_EXERCISE REQUIREMENTS_.
Print the data exactly. Omit the pictures.

┌─ AVAILABLE RECORDS

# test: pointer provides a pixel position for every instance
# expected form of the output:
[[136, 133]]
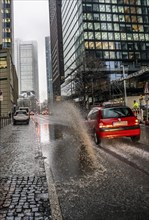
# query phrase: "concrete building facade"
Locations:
[[26, 61], [8, 82], [56, 45], [8, 76]]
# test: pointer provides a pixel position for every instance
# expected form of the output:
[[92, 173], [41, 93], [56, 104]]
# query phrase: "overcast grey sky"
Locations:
[[31, 22]]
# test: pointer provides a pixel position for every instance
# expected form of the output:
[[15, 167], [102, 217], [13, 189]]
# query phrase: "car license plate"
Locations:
[[120, 123]]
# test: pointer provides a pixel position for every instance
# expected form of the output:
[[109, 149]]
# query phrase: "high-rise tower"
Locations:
[[114, 32]]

└─

_ANSWER TO THIS PROBLEM_.
# test: pointer provides a pixel position for every instance
# expected form of the output:
[[136, 133]]
# query phrase: "concrete building facade"
Locations:
[[26, 61], [8, 82], [56, 45], [8, 76]]
# test: pointer provides a pixel position for every instance
# expected form of the output:
[[92, 173], [41, 93], [56, 104]]
# query phrase: "overcast grey sky"
Locations:
[[31, 22]]
# test: pointer provides a pixel position for every instance
# expected form of the output:
[[15, 167], [102, 217], [13, 189]]
# query phrase: "car license plate"
Locations:
[[120, 123]]
# test: pointer provides a pixel position for every instance
# expected form of the output:
[[109, 149]]
# query phrase: "high-rise tower"
Locations:
[[114, 32]]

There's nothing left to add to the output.